Extracted text |
◇ ◇ ◇

Discrete data and tidying it for later analysis


Make discrete variables human-readable {data-progressive=TRUE}

As you may have noticed, there are several discrete variables with ambiguous values. For instance, sex has the values as either 1 or 2, but what do those numbers mean? Often, you will encounter discrete data as integers rather than descriptive strings when working with cohort datasets. With data like this, you need to have a data dictionary to know what the numbers mean. Let's fix this problem and tidy up the data so it is more intuitive and descriptive.

capture.output({
data(tidier_framingham, package = "acdcourse")
library(dplyr)
}, file = tempfile())

Exercise step

Instructions:

tidier2_framingham <- tidier_framingham %>% 
    mutate(education = case_when(
      # Use the format: variable == number ~ "string"
      education == ___ ~ ___,
      TRUE ~ NA_character_))

# Check changed education
count(tidier2_framingham, education)
"The form for the `case_when()` should look like `education == 1 ~ "0-11 years"`, for each number-string pairing."
tidier2_framingham <- tidier_framingham %>% 
    mutate(education = case_when(
      # Use the format: variable == number ~ "string"

◇ ◇ ◇

Data section |
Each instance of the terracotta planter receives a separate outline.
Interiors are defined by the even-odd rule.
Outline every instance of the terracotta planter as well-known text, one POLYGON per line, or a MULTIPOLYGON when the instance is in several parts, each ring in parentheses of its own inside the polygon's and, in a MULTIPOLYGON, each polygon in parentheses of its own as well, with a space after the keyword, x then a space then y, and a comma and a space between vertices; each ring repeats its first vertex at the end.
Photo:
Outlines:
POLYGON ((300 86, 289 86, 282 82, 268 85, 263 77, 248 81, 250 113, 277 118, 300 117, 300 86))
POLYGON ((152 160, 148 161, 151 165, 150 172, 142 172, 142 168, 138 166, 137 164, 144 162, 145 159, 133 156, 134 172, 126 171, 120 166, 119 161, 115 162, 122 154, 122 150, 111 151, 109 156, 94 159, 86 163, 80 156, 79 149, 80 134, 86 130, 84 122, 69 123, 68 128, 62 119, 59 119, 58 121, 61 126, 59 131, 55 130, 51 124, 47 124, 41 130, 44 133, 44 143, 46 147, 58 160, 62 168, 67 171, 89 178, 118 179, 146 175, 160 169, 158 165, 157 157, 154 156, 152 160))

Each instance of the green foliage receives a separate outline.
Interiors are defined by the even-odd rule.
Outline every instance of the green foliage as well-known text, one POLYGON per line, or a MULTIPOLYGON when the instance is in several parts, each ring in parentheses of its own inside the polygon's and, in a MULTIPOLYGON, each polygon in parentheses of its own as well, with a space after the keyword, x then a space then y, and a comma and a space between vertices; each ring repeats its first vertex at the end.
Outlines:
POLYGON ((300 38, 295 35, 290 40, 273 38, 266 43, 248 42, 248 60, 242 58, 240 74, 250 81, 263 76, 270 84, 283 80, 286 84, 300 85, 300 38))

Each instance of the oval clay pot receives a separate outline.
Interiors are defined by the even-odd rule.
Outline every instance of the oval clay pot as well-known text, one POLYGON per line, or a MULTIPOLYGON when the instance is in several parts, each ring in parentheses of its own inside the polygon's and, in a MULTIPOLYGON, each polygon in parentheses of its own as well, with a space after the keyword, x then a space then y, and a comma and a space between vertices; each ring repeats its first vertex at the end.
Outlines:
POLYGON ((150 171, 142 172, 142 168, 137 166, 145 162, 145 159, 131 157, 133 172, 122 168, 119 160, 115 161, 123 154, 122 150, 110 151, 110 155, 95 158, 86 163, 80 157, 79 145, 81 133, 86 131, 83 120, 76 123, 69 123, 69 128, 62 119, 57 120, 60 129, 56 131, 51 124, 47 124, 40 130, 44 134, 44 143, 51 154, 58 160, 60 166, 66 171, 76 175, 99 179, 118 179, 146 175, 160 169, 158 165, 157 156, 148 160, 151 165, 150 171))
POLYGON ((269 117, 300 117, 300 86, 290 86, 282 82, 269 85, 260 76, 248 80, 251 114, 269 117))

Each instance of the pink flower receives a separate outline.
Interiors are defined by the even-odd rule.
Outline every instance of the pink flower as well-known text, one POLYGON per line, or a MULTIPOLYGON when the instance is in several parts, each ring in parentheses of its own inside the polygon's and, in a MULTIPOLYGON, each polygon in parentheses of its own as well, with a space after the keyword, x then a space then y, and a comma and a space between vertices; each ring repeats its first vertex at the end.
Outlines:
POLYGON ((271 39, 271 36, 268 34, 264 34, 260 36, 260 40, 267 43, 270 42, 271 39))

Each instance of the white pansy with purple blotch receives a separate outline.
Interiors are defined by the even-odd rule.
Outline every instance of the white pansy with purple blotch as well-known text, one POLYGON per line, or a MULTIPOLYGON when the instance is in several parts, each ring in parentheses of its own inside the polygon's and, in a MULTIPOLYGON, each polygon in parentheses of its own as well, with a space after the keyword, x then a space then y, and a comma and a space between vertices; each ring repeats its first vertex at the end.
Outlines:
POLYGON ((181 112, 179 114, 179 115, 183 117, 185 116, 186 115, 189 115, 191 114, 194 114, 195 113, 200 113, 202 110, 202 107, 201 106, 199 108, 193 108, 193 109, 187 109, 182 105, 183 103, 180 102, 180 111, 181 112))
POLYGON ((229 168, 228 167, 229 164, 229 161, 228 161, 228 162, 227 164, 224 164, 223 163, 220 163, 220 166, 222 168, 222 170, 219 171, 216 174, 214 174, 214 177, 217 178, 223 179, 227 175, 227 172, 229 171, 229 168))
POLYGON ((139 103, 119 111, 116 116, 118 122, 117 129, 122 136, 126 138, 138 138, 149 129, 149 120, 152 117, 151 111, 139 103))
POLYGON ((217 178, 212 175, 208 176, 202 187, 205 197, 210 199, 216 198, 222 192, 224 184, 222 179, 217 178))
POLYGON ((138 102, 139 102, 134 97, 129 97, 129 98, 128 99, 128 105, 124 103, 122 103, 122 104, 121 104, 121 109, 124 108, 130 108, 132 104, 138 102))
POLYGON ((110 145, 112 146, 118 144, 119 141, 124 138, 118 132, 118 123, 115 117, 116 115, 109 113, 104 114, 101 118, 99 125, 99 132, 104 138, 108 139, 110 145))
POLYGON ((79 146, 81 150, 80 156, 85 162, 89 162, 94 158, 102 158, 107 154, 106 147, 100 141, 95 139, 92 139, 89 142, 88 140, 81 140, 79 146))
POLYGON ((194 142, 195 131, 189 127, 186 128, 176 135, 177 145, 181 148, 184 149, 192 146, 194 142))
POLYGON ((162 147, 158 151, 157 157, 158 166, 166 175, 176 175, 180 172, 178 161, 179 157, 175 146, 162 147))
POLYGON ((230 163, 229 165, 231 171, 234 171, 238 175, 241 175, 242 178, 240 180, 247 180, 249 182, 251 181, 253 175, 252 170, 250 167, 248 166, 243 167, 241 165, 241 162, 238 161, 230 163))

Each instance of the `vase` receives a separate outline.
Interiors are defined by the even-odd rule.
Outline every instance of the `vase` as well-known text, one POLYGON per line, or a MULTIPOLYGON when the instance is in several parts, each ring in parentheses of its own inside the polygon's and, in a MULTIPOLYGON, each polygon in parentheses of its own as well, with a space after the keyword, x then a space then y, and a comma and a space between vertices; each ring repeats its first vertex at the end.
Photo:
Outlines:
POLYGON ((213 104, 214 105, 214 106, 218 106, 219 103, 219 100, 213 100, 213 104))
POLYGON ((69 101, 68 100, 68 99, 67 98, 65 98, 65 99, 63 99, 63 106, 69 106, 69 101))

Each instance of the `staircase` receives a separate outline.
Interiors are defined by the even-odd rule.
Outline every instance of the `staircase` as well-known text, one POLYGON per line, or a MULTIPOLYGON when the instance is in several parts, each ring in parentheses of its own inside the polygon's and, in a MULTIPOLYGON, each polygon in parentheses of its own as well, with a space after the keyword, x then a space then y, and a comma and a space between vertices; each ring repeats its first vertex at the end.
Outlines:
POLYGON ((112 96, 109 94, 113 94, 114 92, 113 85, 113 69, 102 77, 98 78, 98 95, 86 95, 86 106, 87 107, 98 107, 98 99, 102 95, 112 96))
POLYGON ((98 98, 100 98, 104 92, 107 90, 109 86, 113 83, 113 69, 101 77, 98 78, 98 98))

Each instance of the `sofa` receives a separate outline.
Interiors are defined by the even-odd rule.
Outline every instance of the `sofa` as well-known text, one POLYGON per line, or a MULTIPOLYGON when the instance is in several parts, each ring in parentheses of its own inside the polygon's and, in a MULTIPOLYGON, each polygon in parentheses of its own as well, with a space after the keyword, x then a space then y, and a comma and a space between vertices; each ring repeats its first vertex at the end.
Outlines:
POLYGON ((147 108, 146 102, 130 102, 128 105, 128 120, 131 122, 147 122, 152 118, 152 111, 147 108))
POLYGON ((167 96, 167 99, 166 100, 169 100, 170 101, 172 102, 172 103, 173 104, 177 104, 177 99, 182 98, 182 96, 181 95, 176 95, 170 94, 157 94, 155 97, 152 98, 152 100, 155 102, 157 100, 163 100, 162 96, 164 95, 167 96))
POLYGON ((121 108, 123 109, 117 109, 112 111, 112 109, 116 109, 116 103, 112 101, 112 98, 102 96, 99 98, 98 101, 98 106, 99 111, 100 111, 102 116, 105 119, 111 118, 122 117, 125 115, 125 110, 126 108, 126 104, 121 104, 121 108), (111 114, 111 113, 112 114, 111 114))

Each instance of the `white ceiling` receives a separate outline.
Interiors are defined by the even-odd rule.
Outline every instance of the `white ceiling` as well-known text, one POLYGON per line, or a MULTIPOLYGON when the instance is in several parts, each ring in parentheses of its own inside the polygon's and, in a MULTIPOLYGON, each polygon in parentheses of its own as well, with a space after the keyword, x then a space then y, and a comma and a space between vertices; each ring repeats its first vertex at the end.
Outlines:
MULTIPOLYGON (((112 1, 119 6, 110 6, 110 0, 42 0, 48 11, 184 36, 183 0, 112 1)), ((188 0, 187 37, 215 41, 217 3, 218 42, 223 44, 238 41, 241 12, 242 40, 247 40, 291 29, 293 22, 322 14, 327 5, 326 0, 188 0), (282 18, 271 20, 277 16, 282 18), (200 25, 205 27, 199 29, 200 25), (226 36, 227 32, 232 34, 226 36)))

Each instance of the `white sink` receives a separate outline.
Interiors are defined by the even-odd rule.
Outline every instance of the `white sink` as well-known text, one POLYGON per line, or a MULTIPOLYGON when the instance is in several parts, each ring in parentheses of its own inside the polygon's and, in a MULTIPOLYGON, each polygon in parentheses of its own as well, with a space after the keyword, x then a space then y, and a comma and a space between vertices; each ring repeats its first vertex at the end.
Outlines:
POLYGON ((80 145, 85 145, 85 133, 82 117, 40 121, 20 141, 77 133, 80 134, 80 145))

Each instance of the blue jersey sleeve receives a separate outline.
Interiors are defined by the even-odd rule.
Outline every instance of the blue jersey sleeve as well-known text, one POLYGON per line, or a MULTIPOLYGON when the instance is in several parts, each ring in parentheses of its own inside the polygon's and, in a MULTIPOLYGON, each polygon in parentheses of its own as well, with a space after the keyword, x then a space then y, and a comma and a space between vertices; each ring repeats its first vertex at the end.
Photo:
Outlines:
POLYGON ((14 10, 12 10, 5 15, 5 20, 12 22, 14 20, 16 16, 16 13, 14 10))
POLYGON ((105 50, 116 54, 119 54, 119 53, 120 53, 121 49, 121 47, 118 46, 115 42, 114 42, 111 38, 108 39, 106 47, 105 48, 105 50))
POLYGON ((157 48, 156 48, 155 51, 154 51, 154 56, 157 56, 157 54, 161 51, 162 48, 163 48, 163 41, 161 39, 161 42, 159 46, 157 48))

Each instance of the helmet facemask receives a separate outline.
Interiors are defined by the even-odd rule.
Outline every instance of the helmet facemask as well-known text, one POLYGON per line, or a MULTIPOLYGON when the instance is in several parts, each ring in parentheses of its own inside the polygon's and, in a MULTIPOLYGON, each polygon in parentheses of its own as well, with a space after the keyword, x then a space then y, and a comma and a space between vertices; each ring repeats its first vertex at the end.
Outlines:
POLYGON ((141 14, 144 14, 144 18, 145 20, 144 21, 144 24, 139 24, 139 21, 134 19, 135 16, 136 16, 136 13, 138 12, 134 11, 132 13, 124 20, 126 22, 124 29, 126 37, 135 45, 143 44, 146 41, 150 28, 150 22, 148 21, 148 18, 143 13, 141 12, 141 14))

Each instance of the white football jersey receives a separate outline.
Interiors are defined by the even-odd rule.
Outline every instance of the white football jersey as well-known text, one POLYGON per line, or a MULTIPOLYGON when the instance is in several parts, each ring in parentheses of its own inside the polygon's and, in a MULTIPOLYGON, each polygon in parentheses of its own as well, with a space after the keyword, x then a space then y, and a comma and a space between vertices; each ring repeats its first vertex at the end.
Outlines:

◇ ◇ ◇

Prompt | Reproduce the text on tidying discrete data word for word, in full. The records have no connection to the text on tidying discrete data.

Written solution |
Discrete data and tidying it for later analysis


Make discrete variables human-readable {data-progressive=TRUE}

As you may have noticed, there are several discrete variables with ambiguous values. For instance, sex has the values as either 1 or 2, but what do those numbers mean? Often, you will encounter discrete data as integers rather than descriptive strings when working with cohort datasets. With data like this, you need to have a data dictionary to know what the numbers mean. Let's fix this problem and tidy up the data so it is more intuitive and descriptive.

capture.output({
data(tidier_framingham, package = "acdcourse")
library(dplyr)
}, file = tempfile())

Exercise step

Instructions:

tidier2_framingham <- tidier_framingham %>% 
    mutate(education = case_when(
      # Use the format: variable == number ~ "string"
      education == ___ ~ ___,
      TRUE ~ NA_character_))

# Check changed education
count(tidier2_framingham, education)
"The form for the `case_when()` should look like `education == 1 ~ "0-11 years"`, for each number-string pairing."
tidier2_framingham <- tidier_framingham %>% 
    mutate(education = case_when(
      # Use the format: variable == number ~ "string"